> [ASSIGNED TASK]
In total, how many lines of the data contain the word "wheel"? Only that number is wanted.

(EXTRACTED MATERIAL)

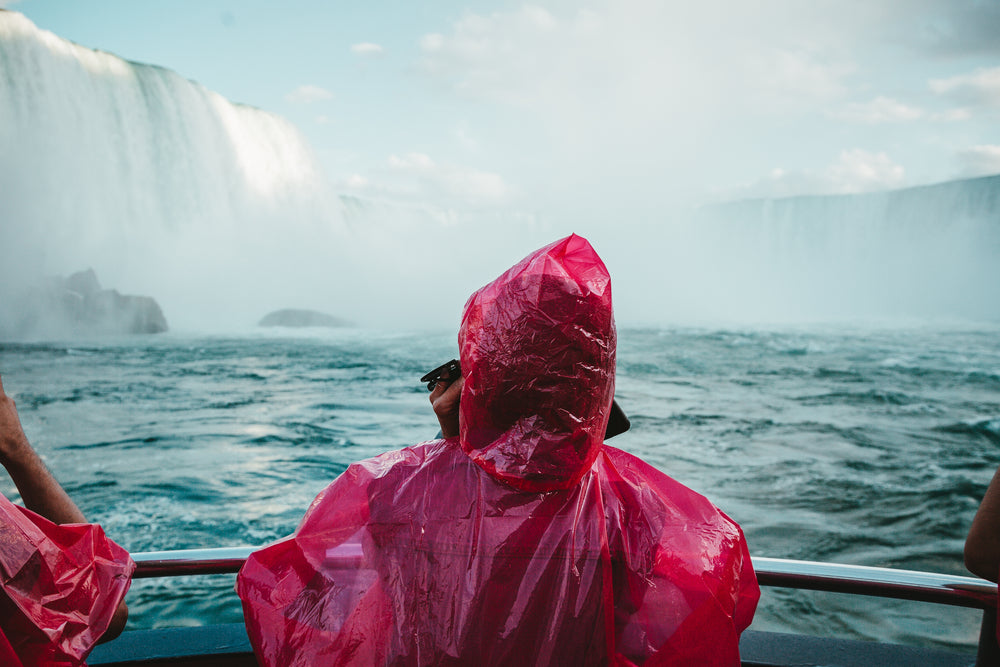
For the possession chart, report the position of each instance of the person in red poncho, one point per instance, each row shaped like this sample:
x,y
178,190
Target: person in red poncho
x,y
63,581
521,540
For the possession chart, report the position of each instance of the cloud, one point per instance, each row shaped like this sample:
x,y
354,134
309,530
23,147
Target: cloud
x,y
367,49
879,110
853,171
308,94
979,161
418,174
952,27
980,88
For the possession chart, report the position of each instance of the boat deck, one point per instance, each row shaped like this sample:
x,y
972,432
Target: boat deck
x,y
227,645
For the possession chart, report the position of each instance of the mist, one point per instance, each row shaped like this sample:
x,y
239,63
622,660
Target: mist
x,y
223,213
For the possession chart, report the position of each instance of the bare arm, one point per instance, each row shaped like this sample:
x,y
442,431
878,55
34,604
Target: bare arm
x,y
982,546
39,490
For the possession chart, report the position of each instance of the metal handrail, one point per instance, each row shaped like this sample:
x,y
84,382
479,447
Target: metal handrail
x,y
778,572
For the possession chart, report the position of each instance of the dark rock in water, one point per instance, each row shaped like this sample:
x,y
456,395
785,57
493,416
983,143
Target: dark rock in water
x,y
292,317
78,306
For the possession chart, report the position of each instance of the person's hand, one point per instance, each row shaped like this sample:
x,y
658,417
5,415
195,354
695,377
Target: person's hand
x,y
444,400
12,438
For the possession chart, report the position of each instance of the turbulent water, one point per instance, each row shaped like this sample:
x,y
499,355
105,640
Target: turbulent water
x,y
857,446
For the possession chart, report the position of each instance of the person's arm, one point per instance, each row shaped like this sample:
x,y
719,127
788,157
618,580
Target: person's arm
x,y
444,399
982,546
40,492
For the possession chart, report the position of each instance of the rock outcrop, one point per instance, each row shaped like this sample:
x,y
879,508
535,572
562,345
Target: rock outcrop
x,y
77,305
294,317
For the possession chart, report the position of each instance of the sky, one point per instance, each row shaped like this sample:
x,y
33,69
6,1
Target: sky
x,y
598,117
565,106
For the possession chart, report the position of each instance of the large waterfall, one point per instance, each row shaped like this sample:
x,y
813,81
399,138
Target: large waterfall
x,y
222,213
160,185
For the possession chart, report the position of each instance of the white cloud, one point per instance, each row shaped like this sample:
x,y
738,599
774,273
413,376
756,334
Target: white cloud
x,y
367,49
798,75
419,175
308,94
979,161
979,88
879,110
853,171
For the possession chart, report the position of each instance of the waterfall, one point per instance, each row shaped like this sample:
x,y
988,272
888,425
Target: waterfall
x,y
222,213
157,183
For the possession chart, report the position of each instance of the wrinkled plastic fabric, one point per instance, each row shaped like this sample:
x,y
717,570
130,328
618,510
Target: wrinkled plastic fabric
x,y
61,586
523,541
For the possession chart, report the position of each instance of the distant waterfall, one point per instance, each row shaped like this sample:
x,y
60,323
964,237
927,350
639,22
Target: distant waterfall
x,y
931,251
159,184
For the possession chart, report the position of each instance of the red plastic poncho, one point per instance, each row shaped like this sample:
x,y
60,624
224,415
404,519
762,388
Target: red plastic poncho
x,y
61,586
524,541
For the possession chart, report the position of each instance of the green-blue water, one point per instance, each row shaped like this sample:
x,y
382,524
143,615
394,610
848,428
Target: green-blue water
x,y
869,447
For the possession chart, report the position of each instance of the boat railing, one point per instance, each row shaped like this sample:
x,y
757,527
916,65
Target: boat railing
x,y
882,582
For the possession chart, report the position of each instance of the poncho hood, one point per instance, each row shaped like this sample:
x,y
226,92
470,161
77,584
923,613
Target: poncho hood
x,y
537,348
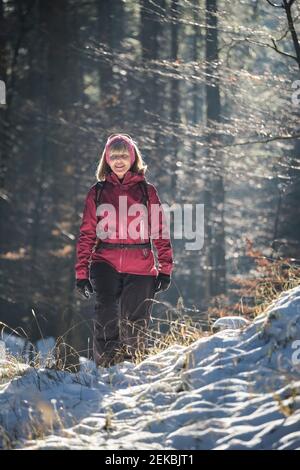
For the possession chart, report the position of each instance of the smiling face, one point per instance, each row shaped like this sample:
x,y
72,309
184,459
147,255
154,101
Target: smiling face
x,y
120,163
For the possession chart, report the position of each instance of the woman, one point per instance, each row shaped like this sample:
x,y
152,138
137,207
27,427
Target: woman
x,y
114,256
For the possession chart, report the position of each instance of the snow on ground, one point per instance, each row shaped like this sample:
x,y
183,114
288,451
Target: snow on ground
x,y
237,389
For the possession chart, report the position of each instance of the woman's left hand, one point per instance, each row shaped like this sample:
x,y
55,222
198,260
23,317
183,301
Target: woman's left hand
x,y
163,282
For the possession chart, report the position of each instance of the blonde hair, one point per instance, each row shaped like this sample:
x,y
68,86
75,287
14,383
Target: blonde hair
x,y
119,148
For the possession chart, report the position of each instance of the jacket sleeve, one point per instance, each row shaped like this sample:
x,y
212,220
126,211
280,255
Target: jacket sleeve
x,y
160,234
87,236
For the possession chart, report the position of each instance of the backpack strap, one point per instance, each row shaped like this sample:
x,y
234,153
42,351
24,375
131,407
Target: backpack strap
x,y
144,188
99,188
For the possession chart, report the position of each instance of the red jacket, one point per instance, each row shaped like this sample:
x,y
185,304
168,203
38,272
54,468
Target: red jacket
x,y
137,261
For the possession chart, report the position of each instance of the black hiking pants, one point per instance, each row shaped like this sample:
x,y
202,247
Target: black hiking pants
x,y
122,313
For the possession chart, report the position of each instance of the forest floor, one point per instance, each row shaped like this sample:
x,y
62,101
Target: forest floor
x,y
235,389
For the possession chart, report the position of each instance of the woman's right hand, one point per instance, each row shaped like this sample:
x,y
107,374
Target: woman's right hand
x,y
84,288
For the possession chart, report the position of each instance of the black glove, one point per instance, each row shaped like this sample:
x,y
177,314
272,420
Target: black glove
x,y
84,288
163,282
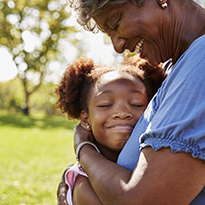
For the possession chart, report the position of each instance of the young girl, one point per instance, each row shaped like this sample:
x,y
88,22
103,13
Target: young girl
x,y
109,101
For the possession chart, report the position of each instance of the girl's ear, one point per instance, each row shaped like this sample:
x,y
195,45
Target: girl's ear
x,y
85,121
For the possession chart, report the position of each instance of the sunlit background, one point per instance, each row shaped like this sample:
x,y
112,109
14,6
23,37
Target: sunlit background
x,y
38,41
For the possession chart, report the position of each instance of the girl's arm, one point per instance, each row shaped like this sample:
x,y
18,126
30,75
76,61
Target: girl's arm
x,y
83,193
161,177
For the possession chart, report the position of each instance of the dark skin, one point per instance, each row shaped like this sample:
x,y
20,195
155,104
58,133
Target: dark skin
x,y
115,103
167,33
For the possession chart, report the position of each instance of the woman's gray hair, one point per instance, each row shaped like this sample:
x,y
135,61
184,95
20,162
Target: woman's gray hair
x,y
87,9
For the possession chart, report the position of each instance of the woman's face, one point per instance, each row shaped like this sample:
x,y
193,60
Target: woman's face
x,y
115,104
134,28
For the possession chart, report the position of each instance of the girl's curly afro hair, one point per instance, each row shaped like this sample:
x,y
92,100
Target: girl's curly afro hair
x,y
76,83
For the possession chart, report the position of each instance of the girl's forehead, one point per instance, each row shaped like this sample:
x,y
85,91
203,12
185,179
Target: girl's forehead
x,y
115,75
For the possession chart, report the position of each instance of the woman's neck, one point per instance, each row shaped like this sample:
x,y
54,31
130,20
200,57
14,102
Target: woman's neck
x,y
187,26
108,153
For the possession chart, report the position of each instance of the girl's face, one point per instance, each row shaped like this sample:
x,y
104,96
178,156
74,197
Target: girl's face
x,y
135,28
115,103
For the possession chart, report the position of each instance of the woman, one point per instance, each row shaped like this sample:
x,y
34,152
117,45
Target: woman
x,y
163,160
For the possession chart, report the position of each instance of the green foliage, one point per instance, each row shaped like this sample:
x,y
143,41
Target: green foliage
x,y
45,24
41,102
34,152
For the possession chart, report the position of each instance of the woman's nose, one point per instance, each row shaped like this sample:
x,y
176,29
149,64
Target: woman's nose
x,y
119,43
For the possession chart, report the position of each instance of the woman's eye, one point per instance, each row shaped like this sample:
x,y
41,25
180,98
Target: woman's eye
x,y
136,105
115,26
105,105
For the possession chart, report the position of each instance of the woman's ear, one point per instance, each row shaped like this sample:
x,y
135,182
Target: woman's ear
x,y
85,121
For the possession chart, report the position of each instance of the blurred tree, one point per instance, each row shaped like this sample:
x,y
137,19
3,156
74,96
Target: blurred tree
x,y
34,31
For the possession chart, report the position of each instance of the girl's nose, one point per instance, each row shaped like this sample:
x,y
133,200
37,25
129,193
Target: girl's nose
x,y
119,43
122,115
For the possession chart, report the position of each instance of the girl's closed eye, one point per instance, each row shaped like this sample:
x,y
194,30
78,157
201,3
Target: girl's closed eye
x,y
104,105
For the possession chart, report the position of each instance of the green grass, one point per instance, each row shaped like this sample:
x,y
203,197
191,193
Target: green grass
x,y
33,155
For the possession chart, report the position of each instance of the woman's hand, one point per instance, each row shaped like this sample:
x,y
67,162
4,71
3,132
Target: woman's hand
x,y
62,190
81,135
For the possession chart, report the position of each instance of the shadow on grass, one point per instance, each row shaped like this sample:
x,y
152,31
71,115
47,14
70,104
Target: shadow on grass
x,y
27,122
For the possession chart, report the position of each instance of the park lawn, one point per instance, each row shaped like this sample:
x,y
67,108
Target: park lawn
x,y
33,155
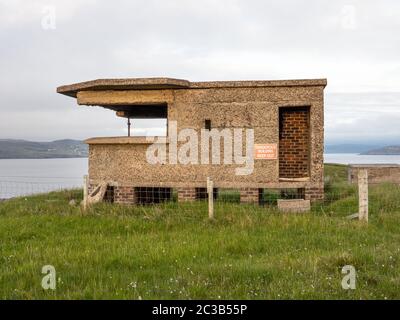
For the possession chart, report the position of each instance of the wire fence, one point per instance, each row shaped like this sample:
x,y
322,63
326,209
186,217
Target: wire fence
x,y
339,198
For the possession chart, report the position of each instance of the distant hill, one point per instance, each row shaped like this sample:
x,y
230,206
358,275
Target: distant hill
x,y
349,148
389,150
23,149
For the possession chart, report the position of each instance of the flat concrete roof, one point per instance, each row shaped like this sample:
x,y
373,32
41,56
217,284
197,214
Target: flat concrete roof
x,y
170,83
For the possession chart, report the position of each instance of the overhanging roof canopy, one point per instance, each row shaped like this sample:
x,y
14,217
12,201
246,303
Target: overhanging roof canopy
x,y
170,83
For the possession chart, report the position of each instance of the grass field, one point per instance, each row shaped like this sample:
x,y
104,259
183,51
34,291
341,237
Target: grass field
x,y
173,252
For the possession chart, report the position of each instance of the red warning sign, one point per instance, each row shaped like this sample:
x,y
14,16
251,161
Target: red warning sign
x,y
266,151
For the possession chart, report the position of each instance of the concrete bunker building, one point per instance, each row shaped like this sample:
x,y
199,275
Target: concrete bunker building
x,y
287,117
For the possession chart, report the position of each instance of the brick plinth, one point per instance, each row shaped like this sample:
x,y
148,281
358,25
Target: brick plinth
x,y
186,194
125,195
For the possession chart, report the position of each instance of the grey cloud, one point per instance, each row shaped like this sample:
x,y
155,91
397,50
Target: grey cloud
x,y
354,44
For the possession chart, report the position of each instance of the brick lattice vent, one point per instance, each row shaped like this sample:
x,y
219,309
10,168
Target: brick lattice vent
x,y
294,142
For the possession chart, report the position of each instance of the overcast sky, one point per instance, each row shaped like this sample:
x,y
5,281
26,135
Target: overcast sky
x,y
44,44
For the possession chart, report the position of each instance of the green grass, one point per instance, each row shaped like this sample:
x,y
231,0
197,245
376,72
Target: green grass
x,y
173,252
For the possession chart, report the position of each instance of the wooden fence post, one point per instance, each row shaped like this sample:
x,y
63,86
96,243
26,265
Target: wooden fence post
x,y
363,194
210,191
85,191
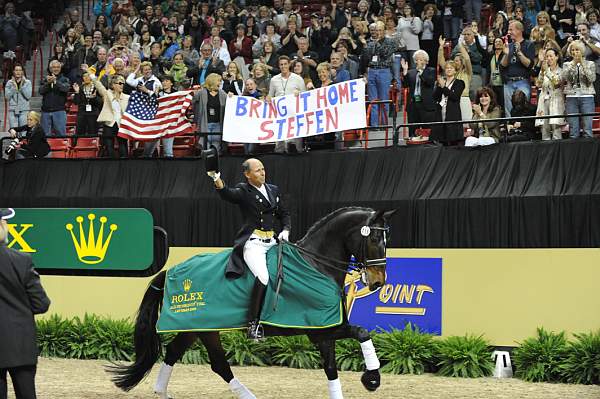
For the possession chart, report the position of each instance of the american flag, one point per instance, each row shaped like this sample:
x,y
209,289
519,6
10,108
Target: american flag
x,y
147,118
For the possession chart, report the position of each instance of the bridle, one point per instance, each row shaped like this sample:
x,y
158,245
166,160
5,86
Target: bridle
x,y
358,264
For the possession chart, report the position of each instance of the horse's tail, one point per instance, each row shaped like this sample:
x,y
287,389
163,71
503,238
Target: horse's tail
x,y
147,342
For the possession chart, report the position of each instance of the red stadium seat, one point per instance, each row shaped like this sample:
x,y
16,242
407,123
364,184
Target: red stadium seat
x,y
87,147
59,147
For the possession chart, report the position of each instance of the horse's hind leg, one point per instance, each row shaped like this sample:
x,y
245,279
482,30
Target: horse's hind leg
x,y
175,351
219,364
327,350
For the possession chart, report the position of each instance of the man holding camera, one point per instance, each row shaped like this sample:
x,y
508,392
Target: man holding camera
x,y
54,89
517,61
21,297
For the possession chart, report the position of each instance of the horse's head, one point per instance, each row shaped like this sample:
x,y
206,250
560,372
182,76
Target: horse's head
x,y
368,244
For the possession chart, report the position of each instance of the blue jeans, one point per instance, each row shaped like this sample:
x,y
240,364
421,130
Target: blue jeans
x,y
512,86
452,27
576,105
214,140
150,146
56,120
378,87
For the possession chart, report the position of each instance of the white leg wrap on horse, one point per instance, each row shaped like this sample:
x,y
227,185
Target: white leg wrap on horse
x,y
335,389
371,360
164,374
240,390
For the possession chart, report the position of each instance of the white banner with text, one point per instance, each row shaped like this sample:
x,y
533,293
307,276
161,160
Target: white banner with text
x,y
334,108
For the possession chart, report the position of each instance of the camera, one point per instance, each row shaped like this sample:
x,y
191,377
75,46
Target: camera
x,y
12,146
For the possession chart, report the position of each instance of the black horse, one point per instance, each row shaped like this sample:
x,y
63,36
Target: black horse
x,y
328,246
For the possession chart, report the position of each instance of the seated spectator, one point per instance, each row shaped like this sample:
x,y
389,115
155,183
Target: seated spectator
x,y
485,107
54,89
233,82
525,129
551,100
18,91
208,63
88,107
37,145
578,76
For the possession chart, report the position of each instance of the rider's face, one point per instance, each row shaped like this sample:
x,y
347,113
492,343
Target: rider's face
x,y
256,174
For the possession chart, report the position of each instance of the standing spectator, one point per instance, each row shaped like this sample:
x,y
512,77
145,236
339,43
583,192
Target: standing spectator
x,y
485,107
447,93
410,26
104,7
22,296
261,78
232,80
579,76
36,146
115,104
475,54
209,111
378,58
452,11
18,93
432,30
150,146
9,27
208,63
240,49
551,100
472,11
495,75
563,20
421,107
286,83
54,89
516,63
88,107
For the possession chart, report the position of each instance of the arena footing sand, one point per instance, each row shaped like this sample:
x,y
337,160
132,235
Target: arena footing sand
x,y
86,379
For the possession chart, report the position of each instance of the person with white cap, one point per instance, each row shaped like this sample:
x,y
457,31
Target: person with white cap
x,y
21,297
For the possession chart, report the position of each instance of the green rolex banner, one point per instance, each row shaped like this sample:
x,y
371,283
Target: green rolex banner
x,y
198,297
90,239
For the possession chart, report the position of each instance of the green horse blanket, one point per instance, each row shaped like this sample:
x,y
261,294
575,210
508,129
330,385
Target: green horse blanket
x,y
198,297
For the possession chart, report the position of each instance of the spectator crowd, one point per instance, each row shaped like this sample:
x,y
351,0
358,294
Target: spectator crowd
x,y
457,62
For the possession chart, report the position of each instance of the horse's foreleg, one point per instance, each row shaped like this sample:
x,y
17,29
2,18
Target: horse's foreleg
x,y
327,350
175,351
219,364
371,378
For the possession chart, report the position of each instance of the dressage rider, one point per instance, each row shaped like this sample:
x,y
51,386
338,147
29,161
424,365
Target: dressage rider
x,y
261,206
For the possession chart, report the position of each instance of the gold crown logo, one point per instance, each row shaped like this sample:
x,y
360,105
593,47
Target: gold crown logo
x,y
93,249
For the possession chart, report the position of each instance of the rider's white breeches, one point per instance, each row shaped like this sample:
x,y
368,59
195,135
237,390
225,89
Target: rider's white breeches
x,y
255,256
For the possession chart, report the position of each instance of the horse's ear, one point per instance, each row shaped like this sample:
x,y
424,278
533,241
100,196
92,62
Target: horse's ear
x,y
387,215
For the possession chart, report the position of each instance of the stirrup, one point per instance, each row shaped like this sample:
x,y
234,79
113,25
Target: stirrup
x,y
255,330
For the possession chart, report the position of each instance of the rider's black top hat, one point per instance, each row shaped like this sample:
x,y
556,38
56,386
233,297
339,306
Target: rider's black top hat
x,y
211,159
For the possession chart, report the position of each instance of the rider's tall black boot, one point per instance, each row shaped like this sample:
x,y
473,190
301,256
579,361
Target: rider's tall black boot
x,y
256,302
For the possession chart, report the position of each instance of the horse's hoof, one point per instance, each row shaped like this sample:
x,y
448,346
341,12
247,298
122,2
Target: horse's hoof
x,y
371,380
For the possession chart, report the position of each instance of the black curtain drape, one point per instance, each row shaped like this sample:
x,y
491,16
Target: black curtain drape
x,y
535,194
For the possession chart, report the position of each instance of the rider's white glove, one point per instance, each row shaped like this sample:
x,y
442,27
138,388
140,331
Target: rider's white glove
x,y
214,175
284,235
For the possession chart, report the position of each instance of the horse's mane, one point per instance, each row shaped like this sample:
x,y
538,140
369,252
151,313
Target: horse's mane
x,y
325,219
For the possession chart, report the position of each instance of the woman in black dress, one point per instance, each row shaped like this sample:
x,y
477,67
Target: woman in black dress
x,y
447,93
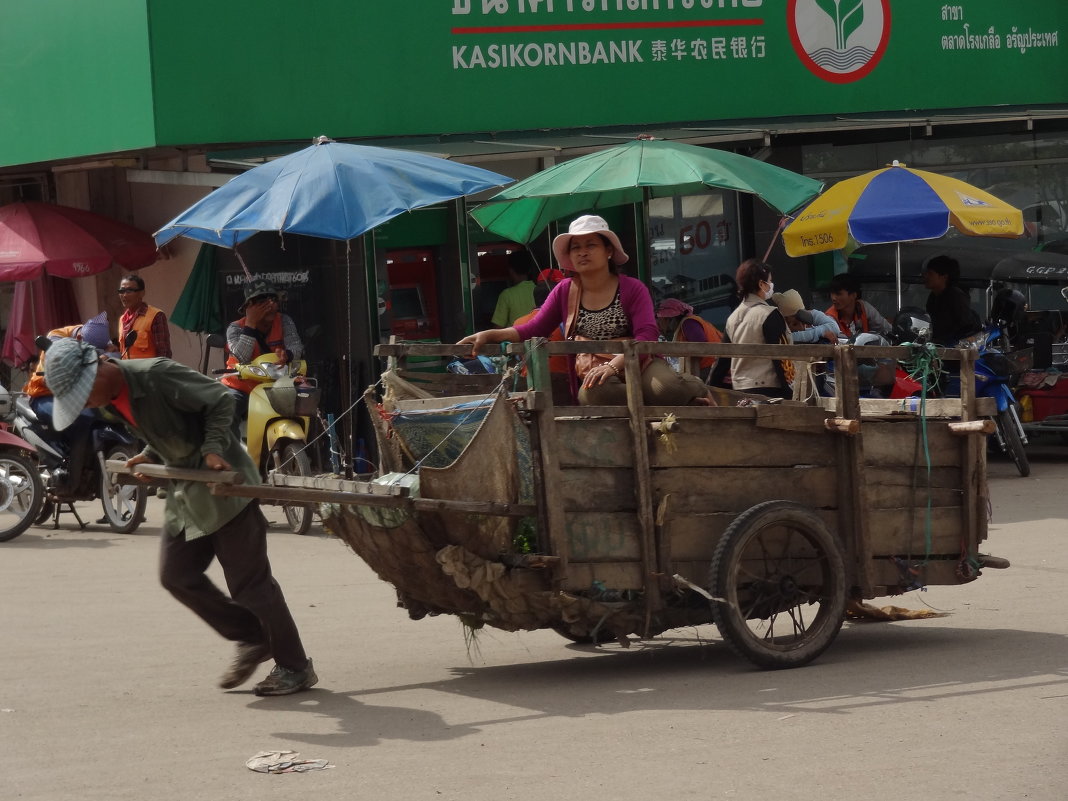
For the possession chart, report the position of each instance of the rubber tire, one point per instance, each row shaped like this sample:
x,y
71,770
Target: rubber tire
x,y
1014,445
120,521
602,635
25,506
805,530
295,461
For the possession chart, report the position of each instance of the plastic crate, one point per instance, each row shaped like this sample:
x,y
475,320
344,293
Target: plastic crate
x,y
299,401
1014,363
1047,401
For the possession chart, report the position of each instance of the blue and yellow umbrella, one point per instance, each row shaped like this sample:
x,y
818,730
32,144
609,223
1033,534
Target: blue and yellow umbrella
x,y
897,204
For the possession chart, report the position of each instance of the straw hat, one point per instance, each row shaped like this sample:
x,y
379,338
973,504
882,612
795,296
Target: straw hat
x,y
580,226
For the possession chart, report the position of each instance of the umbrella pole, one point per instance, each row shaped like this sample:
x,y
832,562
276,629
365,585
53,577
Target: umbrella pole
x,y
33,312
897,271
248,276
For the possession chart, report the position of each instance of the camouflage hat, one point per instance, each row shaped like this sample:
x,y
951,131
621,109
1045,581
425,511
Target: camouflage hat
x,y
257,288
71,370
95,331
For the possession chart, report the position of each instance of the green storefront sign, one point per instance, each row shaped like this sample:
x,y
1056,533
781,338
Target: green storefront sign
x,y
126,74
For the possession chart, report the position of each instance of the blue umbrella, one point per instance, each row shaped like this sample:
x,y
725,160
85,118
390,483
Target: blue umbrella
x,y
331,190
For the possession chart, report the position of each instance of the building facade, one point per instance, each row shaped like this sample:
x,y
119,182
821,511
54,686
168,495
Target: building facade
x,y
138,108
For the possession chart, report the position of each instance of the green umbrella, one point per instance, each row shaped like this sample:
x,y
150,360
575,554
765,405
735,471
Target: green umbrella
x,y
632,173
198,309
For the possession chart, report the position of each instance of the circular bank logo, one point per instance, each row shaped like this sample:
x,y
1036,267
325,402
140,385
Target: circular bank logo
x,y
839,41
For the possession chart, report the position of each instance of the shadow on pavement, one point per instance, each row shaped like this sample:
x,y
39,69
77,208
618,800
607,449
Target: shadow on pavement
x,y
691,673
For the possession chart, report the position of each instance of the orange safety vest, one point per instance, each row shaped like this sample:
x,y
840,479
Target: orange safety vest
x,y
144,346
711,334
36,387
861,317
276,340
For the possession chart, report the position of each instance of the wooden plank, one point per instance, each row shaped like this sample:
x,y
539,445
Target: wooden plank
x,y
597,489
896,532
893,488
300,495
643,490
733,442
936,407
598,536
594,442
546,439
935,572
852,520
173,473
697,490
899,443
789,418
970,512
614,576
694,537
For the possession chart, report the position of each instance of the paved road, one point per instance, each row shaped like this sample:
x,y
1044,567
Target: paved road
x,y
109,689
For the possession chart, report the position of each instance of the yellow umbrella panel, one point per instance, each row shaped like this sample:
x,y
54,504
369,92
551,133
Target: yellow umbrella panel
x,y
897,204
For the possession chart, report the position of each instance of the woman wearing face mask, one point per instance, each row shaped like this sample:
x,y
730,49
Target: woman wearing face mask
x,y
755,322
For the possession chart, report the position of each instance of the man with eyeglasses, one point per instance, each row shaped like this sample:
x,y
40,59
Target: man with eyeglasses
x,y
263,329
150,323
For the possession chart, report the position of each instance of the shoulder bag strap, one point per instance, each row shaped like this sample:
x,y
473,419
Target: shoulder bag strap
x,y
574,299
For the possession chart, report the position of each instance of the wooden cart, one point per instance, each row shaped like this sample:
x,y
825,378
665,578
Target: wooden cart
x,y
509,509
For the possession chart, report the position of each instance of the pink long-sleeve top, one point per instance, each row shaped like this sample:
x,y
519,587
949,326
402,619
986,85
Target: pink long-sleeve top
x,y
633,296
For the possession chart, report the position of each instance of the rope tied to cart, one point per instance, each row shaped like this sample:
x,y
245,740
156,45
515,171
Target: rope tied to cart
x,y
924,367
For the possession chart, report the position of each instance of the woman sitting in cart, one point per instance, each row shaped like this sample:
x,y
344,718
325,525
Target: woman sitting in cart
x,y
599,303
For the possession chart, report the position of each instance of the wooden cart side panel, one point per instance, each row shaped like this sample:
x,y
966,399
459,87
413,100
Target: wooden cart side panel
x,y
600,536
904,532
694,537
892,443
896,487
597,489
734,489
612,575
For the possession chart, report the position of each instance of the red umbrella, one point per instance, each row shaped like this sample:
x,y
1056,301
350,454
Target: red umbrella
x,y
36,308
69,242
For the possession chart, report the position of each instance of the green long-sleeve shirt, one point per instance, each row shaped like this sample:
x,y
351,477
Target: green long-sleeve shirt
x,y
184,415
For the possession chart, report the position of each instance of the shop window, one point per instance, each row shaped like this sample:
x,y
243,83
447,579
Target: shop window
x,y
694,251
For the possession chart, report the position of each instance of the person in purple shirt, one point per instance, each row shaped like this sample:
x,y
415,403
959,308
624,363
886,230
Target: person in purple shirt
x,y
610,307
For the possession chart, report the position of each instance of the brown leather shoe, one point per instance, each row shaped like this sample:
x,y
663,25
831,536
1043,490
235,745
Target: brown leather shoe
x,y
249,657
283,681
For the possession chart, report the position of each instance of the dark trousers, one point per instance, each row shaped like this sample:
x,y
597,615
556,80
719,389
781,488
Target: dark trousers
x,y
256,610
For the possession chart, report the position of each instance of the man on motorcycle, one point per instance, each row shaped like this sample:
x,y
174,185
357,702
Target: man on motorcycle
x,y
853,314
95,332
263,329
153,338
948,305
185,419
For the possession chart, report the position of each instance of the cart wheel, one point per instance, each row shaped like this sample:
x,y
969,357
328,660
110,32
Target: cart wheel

(End EXTRACTED MATERIAL)

> [SOLUTION TO THIS TASK]
2